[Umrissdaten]
···
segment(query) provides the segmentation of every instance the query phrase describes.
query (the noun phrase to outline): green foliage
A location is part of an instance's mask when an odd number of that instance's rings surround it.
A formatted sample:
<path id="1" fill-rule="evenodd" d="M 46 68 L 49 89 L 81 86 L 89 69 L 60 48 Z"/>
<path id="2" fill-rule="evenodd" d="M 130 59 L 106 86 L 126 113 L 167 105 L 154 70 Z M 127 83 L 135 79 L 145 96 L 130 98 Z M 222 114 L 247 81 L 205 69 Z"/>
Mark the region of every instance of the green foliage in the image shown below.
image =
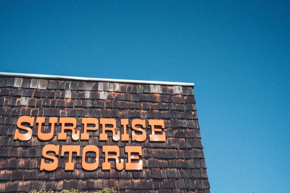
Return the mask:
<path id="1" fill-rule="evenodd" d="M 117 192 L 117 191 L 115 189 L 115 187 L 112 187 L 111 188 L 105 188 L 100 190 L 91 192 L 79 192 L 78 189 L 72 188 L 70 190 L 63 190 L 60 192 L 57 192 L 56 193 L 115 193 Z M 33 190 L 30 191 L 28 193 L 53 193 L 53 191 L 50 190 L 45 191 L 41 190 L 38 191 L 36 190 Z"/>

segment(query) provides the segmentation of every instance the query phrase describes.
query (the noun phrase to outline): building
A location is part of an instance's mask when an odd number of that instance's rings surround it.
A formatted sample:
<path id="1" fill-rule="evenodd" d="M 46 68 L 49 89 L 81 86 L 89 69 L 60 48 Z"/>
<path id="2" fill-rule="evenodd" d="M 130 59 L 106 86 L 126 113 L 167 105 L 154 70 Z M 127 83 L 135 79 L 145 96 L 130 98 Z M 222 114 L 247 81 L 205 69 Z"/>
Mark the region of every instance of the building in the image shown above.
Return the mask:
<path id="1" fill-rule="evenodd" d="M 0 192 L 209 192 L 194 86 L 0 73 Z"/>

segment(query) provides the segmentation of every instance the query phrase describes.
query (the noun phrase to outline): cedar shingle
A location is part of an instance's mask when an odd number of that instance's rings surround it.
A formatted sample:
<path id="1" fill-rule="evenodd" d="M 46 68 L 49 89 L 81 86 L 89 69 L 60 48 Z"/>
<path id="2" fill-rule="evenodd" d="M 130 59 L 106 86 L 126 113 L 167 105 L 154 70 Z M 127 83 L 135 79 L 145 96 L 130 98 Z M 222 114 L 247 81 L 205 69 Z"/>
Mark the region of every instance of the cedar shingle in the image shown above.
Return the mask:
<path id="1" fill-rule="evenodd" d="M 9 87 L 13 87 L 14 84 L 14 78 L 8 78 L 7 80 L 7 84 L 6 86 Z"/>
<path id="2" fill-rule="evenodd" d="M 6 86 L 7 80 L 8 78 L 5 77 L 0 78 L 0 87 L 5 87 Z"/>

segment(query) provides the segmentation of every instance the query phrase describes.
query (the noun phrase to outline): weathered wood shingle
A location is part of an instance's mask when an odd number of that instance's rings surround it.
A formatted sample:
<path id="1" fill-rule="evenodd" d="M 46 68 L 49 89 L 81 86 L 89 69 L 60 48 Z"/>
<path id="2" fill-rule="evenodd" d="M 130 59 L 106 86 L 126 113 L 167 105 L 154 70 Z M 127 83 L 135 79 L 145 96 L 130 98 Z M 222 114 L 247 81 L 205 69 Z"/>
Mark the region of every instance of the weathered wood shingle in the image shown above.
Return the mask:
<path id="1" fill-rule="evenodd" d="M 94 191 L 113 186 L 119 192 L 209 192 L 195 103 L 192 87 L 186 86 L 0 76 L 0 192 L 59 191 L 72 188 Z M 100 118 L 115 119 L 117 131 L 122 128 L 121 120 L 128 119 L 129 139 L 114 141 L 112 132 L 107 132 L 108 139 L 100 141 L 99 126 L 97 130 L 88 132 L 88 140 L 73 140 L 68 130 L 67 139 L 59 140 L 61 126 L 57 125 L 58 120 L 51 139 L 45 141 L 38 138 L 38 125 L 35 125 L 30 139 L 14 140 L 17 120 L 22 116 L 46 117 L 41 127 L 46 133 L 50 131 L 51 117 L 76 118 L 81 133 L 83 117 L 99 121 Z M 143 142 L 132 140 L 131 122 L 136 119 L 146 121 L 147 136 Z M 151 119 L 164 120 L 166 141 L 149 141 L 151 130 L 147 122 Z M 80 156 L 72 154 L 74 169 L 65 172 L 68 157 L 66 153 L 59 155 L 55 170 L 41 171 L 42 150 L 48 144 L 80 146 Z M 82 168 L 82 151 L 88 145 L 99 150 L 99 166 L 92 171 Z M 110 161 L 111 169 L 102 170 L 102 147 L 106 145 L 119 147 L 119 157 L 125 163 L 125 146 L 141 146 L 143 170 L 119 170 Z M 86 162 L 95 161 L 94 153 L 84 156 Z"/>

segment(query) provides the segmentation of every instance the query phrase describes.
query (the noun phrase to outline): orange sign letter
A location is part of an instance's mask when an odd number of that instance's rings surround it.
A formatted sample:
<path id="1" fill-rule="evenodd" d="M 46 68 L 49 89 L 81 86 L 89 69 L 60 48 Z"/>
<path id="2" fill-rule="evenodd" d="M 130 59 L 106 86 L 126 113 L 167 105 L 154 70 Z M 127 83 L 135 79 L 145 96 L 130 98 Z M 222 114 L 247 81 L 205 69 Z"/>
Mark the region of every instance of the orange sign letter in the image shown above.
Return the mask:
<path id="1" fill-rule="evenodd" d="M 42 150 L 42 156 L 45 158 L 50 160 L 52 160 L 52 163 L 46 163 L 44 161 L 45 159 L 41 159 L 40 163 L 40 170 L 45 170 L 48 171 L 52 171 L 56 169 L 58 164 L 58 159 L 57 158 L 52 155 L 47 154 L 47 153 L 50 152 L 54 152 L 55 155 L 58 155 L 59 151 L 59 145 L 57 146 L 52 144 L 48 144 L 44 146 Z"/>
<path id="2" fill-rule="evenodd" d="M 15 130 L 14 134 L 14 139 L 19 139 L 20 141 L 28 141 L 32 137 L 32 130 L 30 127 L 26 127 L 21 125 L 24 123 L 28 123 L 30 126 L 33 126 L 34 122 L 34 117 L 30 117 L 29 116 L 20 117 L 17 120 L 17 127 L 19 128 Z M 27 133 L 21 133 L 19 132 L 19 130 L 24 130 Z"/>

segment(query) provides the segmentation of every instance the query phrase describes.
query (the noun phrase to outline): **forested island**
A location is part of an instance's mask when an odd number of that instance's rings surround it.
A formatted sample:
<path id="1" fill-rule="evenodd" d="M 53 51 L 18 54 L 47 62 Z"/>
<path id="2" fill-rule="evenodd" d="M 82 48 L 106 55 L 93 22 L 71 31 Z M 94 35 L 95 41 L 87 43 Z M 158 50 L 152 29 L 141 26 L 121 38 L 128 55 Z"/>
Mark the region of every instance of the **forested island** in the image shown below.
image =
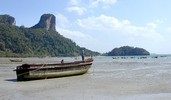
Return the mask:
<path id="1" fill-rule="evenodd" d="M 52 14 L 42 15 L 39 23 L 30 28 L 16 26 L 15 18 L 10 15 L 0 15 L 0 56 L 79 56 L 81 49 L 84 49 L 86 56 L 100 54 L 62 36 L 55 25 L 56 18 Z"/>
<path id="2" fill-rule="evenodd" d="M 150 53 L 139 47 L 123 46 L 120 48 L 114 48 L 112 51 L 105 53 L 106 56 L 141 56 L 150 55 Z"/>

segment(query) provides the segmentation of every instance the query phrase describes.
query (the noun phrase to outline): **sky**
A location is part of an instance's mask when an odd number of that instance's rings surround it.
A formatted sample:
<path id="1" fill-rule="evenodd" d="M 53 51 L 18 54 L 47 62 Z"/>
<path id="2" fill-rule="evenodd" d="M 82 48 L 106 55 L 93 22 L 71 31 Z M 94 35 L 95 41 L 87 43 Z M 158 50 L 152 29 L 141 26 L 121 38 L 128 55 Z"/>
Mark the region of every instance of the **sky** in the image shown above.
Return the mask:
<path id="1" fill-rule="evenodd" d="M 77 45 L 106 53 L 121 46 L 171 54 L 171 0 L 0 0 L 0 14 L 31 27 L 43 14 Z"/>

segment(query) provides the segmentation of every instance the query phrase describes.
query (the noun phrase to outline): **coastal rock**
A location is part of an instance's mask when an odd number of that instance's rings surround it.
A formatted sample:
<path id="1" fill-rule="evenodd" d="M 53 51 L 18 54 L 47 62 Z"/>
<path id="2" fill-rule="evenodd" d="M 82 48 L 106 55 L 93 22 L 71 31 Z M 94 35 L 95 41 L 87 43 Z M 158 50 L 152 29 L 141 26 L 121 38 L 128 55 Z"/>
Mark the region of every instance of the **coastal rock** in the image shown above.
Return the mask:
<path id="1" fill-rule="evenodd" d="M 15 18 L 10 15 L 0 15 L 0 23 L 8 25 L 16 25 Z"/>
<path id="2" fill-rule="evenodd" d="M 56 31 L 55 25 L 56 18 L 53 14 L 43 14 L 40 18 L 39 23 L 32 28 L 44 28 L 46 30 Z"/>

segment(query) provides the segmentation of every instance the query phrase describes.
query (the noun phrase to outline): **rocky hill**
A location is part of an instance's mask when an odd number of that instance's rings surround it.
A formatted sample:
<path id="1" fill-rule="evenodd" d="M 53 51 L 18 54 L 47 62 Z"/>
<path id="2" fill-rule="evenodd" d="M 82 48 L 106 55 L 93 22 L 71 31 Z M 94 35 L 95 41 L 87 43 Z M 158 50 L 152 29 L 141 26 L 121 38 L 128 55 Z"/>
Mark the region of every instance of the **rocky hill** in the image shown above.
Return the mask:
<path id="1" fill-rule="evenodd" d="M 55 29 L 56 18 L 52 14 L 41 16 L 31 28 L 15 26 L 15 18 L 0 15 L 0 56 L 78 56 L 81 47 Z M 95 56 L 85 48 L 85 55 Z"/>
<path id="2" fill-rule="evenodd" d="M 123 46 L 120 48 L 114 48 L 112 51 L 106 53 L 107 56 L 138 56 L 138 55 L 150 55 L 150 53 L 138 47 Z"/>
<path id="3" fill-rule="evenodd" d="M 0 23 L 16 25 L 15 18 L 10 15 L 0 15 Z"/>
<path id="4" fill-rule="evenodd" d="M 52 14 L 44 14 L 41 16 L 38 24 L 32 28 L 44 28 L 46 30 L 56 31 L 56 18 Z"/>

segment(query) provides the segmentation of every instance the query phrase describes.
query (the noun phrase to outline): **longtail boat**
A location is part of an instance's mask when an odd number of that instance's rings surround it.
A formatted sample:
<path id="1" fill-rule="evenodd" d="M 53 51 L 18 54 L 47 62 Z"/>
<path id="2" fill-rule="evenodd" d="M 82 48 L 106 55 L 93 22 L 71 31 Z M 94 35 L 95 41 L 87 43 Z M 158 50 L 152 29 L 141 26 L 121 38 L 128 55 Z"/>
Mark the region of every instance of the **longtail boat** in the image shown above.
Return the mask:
···
## AUFGABE
Finden Sie bitte in den Daten oben alle Zeilen, die das Wort „noun“ enthalten, und schreiben Sie jede davon vollständig ab.

## LÖSUNG
query (the noun phrase to outline): green foliage
query (the noun phrase to outline): building
query (the noun phrase to outline): cedar shingle
query (the noun phrase to outline): weathered wood shingle
query (the noun phrase to outline): orange sign letter
query (the noun phrase to outline): **forested island**
query (the noun phrase to outline): **sky**
query (the noun phrase to outline): **coastal rock**
query (the noun phrase to outline): **rocky hill**
query (the noun phrase to outline): **longtail boat**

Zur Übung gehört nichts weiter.